## Stored data entries
***

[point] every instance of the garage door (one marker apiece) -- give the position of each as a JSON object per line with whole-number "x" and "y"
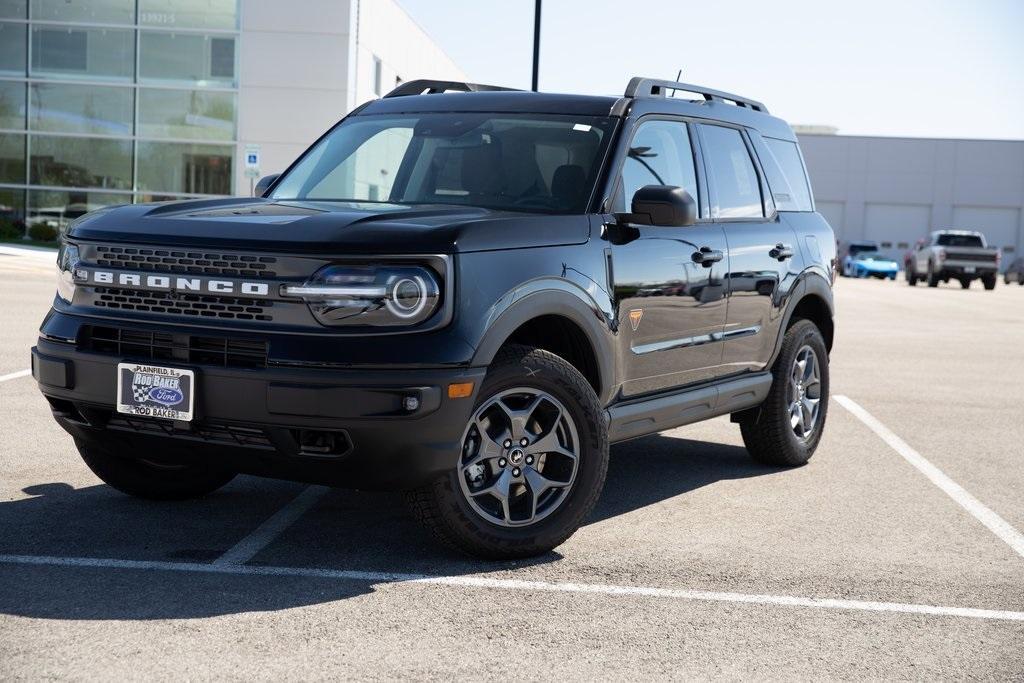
{"x": 999, "y": 225}
{"x": 833, "y": 212}
{"x": 896, "y": 226}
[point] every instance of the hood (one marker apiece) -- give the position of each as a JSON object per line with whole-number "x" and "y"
{"x": 327, "y": 227}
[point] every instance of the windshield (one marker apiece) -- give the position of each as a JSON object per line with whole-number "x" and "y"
{"x": 948, "y": 240}
{"x": 497, "y": 161}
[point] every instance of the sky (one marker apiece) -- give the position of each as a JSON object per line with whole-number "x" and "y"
{"x": 897, "y": 68}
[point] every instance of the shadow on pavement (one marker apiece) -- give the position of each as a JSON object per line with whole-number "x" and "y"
{"x": 346, "y": 530}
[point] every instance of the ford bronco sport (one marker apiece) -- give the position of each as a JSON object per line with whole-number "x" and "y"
{"x": 462, "y": 292}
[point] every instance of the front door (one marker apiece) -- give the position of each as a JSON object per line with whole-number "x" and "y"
{"x": 669, "y": 282}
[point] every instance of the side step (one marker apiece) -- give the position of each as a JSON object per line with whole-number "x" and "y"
{"x": 639, "y": 418}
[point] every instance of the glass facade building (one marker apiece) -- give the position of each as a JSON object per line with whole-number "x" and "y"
{"x": 113, "y": 101}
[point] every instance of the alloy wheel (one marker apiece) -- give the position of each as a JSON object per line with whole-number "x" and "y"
{"x": 519, "y": 458}
{"x": 805, "y": 392}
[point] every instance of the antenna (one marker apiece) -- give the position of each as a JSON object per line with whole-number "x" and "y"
{"x": 679, "y": 77}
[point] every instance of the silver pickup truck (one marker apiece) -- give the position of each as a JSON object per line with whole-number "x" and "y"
{"x": 961, "y": 255}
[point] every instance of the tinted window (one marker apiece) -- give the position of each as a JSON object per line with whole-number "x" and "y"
{"x": 791, "y": 191}
{"x": 733, "y": 178}
{"x": 660, "y": 154}
{"x": 527, "y": 163}
{"x": 960, "y": 241}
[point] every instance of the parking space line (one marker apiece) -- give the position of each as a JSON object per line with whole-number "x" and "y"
{"x": 517, "y": 586}
{"x": 14, "y": 376}
{"x": 264, "y": 535}
{"x": 981, "y": 512}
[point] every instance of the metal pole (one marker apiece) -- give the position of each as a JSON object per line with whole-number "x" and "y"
{"x": 537, "y": 42}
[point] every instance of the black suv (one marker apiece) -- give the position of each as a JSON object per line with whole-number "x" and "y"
{"x": 462, "y": 292}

***

## WHAT NEEDS TO BE DONE
Repeat the data in full, exactly as it stands, but drop every picture.

## TASK ANSWER
[point] every instance of the garage door (one marker apiece) -- give the position of each as a JSON object per line with whole-number "x" and "y"
{"x": 999, "y": 225}
{"x": 833, "y": 212}
{"x": 896, "y": 226}
[point] every instance of the hood (one marker apiece) -- give the position of each as a JSON object per line with whole-number "x" and "y"
{"x": 327, "y": 227}
[point] every instance of the windshield (one marker apiece) -- give the position of each as a JSON object per line with whole-number "x" and "y"
{"x": 948, "y": 240}
{"x": 497, "y": 161}
[point] every instance of the sky (one marker apiece) -- give the position of each as a JSON object per line with whole-number "x" and "y"
{"x": 897, "y": 68}
[point] every instance of the shadow on pavement (one marker apiece) -- give the position of each as a JSON object per line with whole-number "x" and "y"
{"x": 346, "y": 530}
[point] every instance of the ford bronco sport (one marker apiece) -- give the position of each as a JSON object per line with whole-number "x" and "y"
{"x": 462, "y": 292}
[point] every instance of the front door (one marker apiece) -- give the position of each as a JSON object per line with whole-number "x" and "y"
{"x": 669, "y": 282}
[point] every instance of the side step (one marker apiece) -- give the position of each as a JSON object per line with whole-number "x" and "y"
{"x": 639, "y": 418}
[point] every instance of the glass facade building (one marker apiece) -- give the position of each as a JSON object per line with whole-number "x" and "y"
{"x": 113, "y": 101}
[point] every instance of the alloy wheel (one marker apiece) -- give the position of each as a JSON object per line with whole-number "x" and "y"
{"x": 519, "y": 458}
{"x": 805, "y": 392}
[point] every instance of the antenna (one marker apiece) -- give the position of each as a JSON object per line with whole-number "x" and "y"
{"x": 679, "y": 77}
[point] every instance of the silver pickup truck (one marker apiece) -- give the position of each as a JSON object per line with whole-number "x" and "y"
{"x": 961, "y": 255}
[point] every instance of the tinted window (one marker apiece) -- give the position of each as a JSON object per line with whole-number "x" and "y"
{"x": 791, "y": 191}
{"x": 733, "y": 178}
{"x": 660, "y": 154}
{"x": 527, "y": 163}
{"x": 960, "y": 241}
[point] every instance of the parking space line (one marker apiece) -- give the position of each as a JSON object per line with whole-number "x" and "y"
{"x": 517, "y": 586}
{"x": 14, "y": 376}
{"x": 264, "y": 535}
{"x": 981, "y": 512}
[point] every instance of the metal pole (one marker apiece) -- give the position of each as a JSON object per line with whole-number "x" and "y"
{"x": 537, "y": 42}
[point] every instance of the black suv (one marker apiece) -- give the position of each as a JSON object per line with whole-number "x" and "y"
{"x": 462, "y": 292}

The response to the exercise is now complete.